What to work on: Extract every line of the data below word for word, leaving the pictures out of your answer.

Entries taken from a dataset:

───

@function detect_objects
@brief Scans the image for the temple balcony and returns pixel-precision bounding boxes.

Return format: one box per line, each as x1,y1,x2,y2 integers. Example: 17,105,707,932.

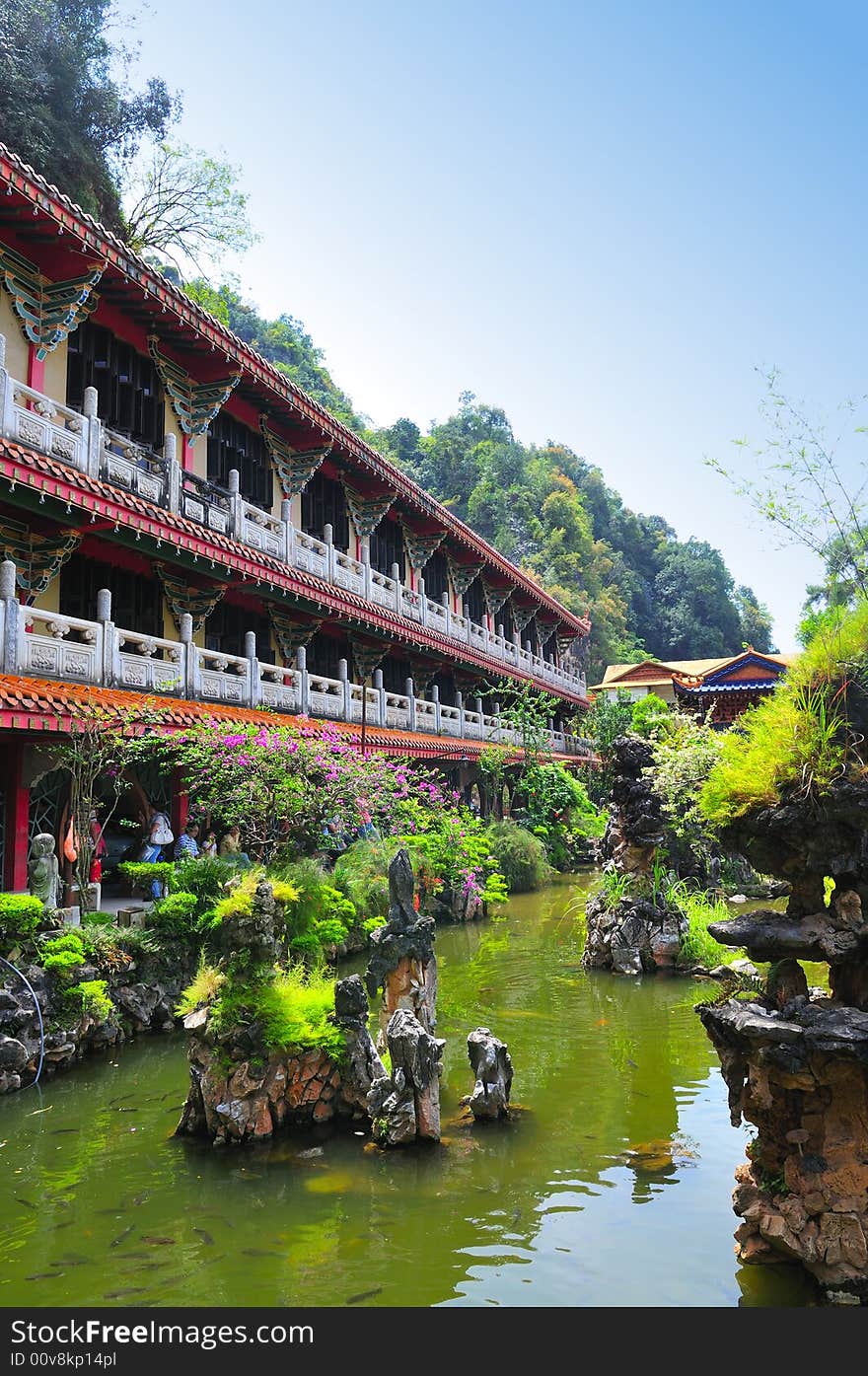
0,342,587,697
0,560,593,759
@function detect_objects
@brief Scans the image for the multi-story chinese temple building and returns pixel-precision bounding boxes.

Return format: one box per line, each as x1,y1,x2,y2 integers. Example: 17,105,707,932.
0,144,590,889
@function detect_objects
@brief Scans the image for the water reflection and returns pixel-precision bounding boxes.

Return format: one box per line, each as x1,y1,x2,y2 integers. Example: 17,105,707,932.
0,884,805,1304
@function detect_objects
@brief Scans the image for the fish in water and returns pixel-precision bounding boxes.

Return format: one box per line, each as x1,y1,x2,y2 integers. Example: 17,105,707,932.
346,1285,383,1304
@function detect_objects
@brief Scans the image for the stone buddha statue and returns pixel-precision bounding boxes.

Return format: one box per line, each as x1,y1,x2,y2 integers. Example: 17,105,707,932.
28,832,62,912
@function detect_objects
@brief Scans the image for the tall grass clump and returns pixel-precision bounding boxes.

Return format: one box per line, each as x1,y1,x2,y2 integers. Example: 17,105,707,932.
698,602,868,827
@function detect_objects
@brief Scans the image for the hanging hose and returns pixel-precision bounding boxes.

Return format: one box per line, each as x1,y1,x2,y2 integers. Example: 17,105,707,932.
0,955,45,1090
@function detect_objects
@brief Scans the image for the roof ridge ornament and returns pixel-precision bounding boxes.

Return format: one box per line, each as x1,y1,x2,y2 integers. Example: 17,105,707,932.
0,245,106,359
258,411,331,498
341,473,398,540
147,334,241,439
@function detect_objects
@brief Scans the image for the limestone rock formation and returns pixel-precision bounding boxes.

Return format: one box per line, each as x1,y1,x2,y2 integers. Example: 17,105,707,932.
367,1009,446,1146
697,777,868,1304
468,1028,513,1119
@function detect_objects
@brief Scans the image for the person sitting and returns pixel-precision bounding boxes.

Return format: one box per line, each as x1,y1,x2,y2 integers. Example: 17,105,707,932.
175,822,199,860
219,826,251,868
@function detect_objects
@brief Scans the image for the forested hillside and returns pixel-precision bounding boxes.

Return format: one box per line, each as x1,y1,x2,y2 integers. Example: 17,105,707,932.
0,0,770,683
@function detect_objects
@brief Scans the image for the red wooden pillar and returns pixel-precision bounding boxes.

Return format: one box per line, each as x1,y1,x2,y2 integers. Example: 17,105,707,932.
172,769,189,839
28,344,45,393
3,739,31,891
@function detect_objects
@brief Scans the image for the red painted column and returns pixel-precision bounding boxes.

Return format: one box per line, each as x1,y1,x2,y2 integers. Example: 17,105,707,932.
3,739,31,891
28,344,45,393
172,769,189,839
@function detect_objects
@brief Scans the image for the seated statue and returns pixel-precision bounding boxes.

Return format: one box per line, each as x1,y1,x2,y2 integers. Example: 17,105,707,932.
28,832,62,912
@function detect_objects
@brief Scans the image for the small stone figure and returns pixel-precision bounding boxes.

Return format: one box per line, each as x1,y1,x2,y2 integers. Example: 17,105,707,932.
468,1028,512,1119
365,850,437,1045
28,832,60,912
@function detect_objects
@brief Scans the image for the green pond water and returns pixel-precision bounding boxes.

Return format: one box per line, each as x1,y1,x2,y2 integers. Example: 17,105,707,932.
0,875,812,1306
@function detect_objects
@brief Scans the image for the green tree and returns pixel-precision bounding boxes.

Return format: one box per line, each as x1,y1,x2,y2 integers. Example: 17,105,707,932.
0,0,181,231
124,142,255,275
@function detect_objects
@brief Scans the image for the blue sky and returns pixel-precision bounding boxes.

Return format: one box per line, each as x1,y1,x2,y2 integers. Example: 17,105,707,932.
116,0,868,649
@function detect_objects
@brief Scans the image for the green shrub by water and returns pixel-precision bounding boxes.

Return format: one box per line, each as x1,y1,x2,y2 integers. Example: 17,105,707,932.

───

The answer:
@function detect_objects
@brief Scans the image for the temple balcony and returns pixel-precision bounding boxes.

Return format: one box per line, each as x1,y1,x2,y2 integers. Example: 17,105,707,932.

0,342,587,697
0,560,593,759
@function detect_objects
@brief Scans the image for the multi-story chinese temple building and returns pixel-precision bounding boxes.

Return format: one box per line, each as x1,y1,x2,y2 integers. Example: 17,105,707,932.
0,144,590,889
@function detect_objects
@brief Scans the image for the water reflection and returns pixel-precision bounding boxes.

Return format: one box per line, each as x1,y1,x2,y2 integers. Example: 17,105,707,932.
0,884,805,1304
@function detect_objects
@brief Scans the image for the fish in water and returns pixel-precision bounding boxes.

Return format: one box per line, each as x1,y1,x2,y2 integers. Example: 17,105,707,932.
346,1285,383,1304
@function detect_objects
@brief Scans the image for the stone buddha statue and returns pixel-precision bounding boxes.

Return format: one box per line, each as x1,y1,x2,y2 integers. Example: 17,105,707,932.
28,832,62,912
@function detect_objects
@brief Scans the image for the tall grass clump and returns pixel-precision bounding boxes.

Return format: one box per line, each as x1,y1,x2,y2 integers. Example: 17,105,707,932.
698,602,868,827
@function detect_objects
@brief Scans the image for the hanging hose and returns pixel-precision bounding boxes.

Return format: one box per line, each as x1,y1,x2,y2 integers. Example: 17,105,707,932.
0,955,45,1090
@function detect_objects
@brief Scans the image for the roof ridge ornament and returns pixel-precision bounding boxes.

Return format: one box per line, each as x1,y1,x2,y2 integers. Example: 17,105,707,932.
0,245,106,359
258,411,331,498
341,473,398,540
147,334,241,439
@function detect_objects
@brief Scans the image for the limestone rock formation and returns pixel-precision bounding boxes.

Return format: one box per line, each as x1,y1,x2,y2 integers. Example: 17,105,707,932.
367,1009,446,1146
697,777,868,1304
468,1028,513,1119
@function detect_objects
@brief Scans the image for the person sitting and returns pixel-precision bounding boxes.

Return format: one box per line, each as x1,y1,x2,y2 integers. Example: 17,105,707,932.
175,822,199,860
219,826,251,868
@function detect_objects
@brief Scans the image for the forested hillside and returns pixel-precision bounding boxes.

Return format: one box per line, each as x1,y1,x2,y2 integers. Example: 17,105,707,932.
0,0,770,683
@function detect_objects
@brief Scans the image for the red wooden pillar and returns pixel-precision bounding boxes.

Return format: one box per line, each as x1,y1,x2,y2 integers. Example: 17,105,707,932.
172,769,189,839
28,344,45,393
3,739,31,891
@function detect_objects
@brief Scans the image for the red painted column and returns pixel-precision bounding boxes.

Return format: one box per line, each as x1,y1,x2,y2 integers. Example: 17,105,707,932.
3,739,31,891
28,344,45,393
172,769,189,839
@function detect_objects
@brief Scans the image for the seated statue and returns pixel-precision bounding boxes.

Return format: one box per line, each as x1,y1,x2,y2 integers. Example: 17,105,707,932.
28,832,62,912
@function detect_objects
@brief Scans the image for the small stone figure and returns pixel-precision bounding boxes.

Return format: one box per line, each as x1,y1,x2,y2 integers. Example: 17,105,707,932.
468,1028,512,1119
365,850,437,1045
28,832,60,912
@function detect_objects
@brief Scans the image for the green pond water and returns pixel-precision bounding boxes.

Return format: one box per line, each as x1,y1,x2,y2 integers. Example: 17,105,707,932.
0,875,812,1306
@function detect_objects
@brief Scans the image for the green tree and returns pixel-precision bounding boxes.

Return format: one box per line, each as x1,y1,x2,y2 integers. Example: 17,105,707,932.
0,0,181,231
124,142,255,275
@function detect_objects
@brief Scans the image for the blue sky and returns pixel-precision bounding boxes.

Return format: one box per line, each as x1,y1,x2,y2 integers. Example: 17,105,707,932.
116,0,868,649
@function detect_objects
@brief Scans the image for the green shrub by water and returns pixel-precision bounding boxes.

Return format: one box per line, each as x1,y1,x2,y2 integers. Example: 17,105,707,932.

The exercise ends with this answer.